Duping Families of Fallen Soldiers

Cindy Lohman holds a photo of her late son, Ryan in Frederick, Maryland. Photographer: Bill Cramer/Bloomberg Markets via Bloomberg
Chart: A Prudential Alliance Account sample 'check'
A Prudential Alliance Account sample 'check'

A sample "check" for a Prudential retained asset account bearing the name of JP Morgan Chase. Photographer: David Evans/Bloomberg

The package arrived at Cindy Lohman’s home in Great Mills, Maryland, just two weeks after she learned that her son, Ryan, a 24-year-old Army sergeant, had been killed by a bomb in Afghanistan. It was a thick, 9-inch-by- 12-inch envelope from Prudential Financial Inc., which handles life insurance for the Department of Veterans Affairs.

Inside was a letter from Prudential about Ryan’s $400,000 policy. And there was something else, which looked like a checkbook. The letter told Lohman that the full amount of her payout would be placed in a convenient interest-bearing account, allowing her time to decide how to use the benefit.

“You can hold the money in the account for safekeeping for as long as you like,” the letter said. In tiny print, in a disclaimer that Lohman says she didn’t notice, Prudential disclosed that what it called its Alliance Account was not guaranteed by the Federal Deposit Insurance Corp., Bloomberg Markets magazine reports in its September issue.

Lohman, 52, left the money untouched for six months after her son’s August 2008 death.

“It’s like you’re paying me off because my child was killed,” she says. “It was a consolation prize that I didn’t want.”

# [DATASET RECORDS]

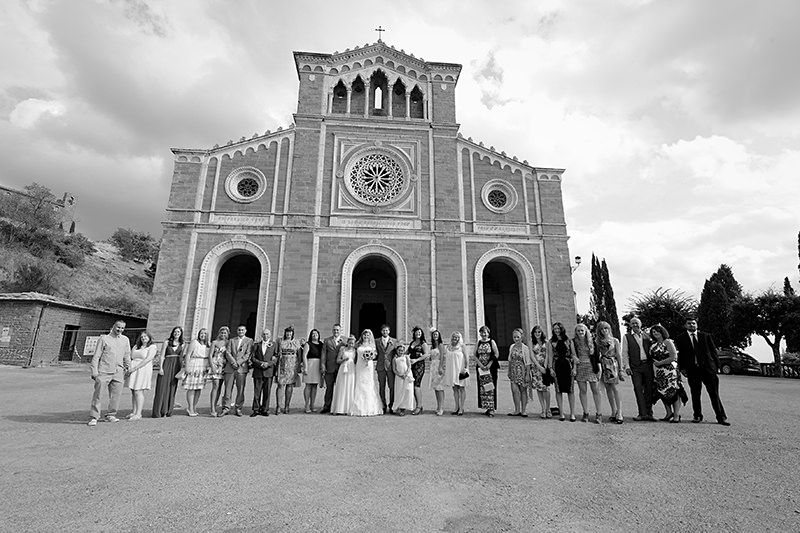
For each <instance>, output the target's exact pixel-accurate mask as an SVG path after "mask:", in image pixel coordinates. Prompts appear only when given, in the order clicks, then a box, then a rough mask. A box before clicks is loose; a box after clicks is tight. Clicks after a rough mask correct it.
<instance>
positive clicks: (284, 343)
mask: <svg viewBox="0 0 800 533" xmlns="http://www.w3.org/2000/svg"><path fill="white" fill-rule="evenodd" d="M301 353H302V347H301V346H300V341H299V340H297V339H295V338H294V328H293V327H292V326H289V327H288V328H286V329H285V330H283V338H282V339H281V341H280V343H279V344H278V391H277V394H276V396H277V401H278V404H277V405H276V406H275V414H276V415H277V414H280V412H281V405H283V414H287V413H288V412H289V404H290V403H291V402H292V390H293V389H294V387H295V386H298V387H299V386H300V385H298V384H297V381H298V379H297V378H298V377H299V373H300V372H301V371H302V370H303V368H302V366H303V365H302V358H301Z"/></svg>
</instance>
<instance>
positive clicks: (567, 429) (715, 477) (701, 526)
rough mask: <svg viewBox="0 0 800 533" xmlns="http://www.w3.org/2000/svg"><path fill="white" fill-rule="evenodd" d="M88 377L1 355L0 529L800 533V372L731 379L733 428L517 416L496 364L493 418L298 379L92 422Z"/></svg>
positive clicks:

# [TASK INSTRUCTIONS]
1 - Convert the part of the records that opens with their first line and closes with the line containing "positive clicks: (284, 343)" into a Markdown table with the columns Row and Line, giving one row per line and skipping blank lines. Leave any pictures out of the answer.
2 - Carry on the article about Prudential's accounts for families of fallen soldiers from its last sentence.
The article and the records were taken from unrelated sources.

# [EXPECTED OUTPUTS]
1 -
| Row | Line |
|---|---|
| 1 | For each <instance>, output the target's exact pixel-accurate mask as an SVG path after "mask:", in image pixel coordinates. Prompts appear only when given, in the order clicks, then a box, then a rough mask. A box before clicks is loose; a box after clicks is tight. Clicks after a rough mask correct it. |
| 2 | <instance> |
| 3 | positive clicks: (284, 343) |

2 -
As time went on, she says, she tried to use one of the “checks” to buy a bed, and the salesman rejected it. That happened again this year, she says, when she went to a Target store to purchase a camera on Armed Forces Day, May 15.

‘I’m Shocked’

Lohman, a public health nurse who helps special-needs children, says she had always believed that her son’s life insurance funds were in a bank insured by the FDIC. That money -- like $28 billion in 1 million death-benefit accounts managed by insurers -- wasn’t actually sitting in a bank.

It was being held in Prudential’s general corporate account, earning investment income for the insurer. Prudential paid survivors like Lohman 1 percent interest in 2008 on their Alliance Accounts, while it earned a 4.8 percent return on its corporate funds, according to regulatory filings.

“I’m shocked,” says Lohman, breaking into tears as she learns how the Alliance Account works. “It’s a betrayal. It saddens me as an American that a company would stoop so low as to make a profit on the death of a soldier. Is there anything lower than that?”

Millions of bereaved Americans have unwittingly been placed in the same position by their insurance companies. The practice of issuing what they call “checkbooks” to survivors, instead of paying them lump sums, extends well beyond the military.

Touching Americans

In the past decade, these so-called retained-asset accounts have become standard operating procedure in an industry that touches virtually every American: There are more than 300 million active life insurance policies in the U.S., and the industry holds $4.6 trillion in assets, according to the American Council of Life Insurers.

Insurance companies tell survivors that their money is put in a secure account. Neither Prudential nor MetLife Inc., the largest life insurer in the U.S., segregates death benefits into a separate fund.

Newark, New Jersey-based Prudential, the second-largest life insurer, holds payouts in its own general account, according to regulatory filings.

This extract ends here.